> [SHORT PROBLEM]: Repeat verbatim the portion of the material that begins with the line containing "Would you kindly point at the chandelier light" and ends with the line containing "<point>154,317</point>", including both of those lines.

[Location annotation dataset excerpts]
|---|
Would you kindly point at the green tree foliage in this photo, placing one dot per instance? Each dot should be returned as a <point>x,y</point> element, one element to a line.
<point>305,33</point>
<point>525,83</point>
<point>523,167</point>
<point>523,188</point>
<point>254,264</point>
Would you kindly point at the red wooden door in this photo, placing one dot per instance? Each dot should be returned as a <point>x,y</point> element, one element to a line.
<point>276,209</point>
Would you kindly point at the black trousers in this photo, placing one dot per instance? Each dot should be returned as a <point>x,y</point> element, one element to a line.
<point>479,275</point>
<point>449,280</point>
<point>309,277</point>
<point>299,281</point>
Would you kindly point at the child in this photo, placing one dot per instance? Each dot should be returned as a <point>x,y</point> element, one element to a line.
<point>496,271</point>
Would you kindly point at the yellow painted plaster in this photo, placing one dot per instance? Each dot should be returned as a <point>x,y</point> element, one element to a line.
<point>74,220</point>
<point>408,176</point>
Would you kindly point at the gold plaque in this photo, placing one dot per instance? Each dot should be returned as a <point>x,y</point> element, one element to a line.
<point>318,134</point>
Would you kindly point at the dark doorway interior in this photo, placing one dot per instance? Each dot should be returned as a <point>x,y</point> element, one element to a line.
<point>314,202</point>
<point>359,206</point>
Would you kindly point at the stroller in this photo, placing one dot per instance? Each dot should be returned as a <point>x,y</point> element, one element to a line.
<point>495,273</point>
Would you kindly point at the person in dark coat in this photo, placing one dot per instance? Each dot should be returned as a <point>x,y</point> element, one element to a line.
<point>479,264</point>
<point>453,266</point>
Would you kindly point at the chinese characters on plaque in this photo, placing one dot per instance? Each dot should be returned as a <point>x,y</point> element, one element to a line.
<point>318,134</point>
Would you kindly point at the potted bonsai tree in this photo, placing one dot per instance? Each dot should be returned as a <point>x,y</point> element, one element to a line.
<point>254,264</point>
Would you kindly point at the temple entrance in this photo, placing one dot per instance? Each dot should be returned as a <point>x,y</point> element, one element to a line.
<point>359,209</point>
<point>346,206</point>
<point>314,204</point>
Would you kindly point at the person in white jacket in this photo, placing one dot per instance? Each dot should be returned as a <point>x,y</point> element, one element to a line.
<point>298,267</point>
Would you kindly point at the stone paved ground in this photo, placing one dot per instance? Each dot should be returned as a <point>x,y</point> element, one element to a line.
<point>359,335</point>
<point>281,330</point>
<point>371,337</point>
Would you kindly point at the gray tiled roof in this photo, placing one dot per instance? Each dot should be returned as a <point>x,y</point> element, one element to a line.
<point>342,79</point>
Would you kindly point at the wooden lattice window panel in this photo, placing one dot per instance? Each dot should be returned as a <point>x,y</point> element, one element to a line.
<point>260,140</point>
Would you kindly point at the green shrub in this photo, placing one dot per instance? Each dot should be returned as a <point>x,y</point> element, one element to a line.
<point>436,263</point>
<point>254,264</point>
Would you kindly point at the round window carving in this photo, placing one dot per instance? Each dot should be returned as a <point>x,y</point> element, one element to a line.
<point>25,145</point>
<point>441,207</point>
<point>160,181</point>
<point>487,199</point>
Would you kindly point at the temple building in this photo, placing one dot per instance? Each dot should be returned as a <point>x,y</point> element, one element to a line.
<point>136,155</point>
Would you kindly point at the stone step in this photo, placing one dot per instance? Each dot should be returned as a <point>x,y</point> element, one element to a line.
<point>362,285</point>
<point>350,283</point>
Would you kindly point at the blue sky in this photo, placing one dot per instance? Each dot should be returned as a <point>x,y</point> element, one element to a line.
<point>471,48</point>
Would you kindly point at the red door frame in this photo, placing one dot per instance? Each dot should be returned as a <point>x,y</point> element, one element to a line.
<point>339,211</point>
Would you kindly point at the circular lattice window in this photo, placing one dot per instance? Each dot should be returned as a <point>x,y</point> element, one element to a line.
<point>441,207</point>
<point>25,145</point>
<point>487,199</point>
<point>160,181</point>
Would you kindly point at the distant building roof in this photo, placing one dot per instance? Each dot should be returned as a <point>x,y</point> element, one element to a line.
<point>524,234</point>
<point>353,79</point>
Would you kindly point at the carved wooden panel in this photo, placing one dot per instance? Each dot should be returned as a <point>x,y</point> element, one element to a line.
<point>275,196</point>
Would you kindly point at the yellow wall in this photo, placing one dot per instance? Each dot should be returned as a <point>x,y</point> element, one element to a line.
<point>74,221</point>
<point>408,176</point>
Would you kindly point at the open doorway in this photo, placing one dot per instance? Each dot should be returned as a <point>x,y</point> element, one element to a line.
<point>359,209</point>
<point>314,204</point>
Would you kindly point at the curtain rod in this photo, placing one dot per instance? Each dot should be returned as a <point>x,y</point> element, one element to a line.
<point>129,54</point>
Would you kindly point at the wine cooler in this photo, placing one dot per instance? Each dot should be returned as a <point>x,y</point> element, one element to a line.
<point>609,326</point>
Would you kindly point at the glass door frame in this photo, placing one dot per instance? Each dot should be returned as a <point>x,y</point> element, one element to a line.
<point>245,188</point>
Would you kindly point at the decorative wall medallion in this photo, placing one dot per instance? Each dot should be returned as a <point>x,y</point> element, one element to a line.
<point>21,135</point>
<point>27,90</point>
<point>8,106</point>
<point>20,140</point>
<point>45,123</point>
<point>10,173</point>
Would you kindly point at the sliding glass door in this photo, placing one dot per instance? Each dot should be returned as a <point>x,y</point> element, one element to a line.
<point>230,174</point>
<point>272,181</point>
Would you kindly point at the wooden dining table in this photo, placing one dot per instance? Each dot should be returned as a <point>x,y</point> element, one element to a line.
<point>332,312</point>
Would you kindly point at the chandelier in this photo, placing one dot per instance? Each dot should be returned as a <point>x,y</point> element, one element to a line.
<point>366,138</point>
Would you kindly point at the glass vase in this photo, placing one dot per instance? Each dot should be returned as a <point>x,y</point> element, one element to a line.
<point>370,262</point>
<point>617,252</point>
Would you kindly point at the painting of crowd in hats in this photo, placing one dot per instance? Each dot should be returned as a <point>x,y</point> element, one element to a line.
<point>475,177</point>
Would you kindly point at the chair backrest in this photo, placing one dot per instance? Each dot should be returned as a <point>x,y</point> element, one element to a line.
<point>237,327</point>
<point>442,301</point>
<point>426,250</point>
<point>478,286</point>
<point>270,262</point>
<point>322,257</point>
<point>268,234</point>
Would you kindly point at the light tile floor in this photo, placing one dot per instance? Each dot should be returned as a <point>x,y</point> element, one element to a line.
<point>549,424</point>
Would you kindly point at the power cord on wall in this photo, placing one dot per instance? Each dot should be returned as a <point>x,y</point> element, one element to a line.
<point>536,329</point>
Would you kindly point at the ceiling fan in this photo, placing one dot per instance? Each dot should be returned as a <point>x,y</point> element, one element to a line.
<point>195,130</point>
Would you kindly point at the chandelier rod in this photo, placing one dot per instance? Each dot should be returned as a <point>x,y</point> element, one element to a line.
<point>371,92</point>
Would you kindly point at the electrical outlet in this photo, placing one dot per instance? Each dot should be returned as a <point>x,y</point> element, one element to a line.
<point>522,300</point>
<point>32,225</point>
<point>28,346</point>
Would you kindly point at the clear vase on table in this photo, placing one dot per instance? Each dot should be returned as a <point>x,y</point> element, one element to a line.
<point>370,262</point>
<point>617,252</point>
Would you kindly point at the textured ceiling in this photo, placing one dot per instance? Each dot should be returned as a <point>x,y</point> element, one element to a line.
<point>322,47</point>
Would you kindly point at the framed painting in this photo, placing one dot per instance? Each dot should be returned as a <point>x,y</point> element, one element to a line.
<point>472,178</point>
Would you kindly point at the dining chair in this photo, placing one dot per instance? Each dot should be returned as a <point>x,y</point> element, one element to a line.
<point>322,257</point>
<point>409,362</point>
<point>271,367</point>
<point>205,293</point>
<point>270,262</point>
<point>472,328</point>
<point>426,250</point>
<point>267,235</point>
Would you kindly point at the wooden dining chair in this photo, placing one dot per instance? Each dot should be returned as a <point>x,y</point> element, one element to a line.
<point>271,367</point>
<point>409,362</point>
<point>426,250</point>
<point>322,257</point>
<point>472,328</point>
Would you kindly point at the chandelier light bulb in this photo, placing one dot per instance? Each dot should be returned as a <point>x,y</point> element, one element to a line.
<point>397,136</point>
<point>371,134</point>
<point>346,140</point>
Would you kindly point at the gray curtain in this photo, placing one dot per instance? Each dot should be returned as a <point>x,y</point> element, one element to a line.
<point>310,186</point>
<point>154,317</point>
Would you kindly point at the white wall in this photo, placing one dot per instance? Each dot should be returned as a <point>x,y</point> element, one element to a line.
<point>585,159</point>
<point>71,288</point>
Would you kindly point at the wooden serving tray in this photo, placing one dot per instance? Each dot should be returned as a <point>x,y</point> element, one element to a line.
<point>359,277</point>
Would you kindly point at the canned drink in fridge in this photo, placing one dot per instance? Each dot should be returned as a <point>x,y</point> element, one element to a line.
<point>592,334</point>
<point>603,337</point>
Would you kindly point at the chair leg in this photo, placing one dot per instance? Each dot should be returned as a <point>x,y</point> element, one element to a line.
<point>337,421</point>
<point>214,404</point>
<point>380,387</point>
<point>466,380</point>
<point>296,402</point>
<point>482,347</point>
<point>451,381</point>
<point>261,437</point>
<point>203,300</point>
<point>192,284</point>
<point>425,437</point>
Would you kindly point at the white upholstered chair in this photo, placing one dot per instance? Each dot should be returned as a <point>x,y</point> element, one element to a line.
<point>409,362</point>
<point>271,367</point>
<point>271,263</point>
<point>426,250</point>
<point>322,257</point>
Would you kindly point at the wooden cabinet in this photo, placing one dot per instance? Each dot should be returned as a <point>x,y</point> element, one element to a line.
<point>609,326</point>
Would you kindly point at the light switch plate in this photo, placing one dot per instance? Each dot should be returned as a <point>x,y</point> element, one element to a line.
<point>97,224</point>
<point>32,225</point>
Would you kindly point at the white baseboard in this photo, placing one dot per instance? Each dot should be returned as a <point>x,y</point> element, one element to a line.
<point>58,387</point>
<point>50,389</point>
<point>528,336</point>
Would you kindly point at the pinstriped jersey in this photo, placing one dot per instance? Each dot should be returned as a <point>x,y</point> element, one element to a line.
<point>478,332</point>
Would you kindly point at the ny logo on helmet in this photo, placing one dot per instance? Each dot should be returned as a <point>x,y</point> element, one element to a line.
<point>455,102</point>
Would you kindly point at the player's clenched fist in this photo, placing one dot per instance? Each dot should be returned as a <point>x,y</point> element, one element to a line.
|---|
> [WORKED SOLUTION]:
Would you kindly point at the chandelier light bulb in this photo, placing one dot per instance? Each dot should be returned as a <point>x,y</point> element, one element to a line.
<point>397,136</point>
<point>371,134</point>
<point>346,140</point>
Would you kindly point at the gray curtain in this photo, placing one dot per instance? Each dot should be returned as a <point>x,y</point> element, one element to a line.
<point>310,186</point>
<point>154,317</point>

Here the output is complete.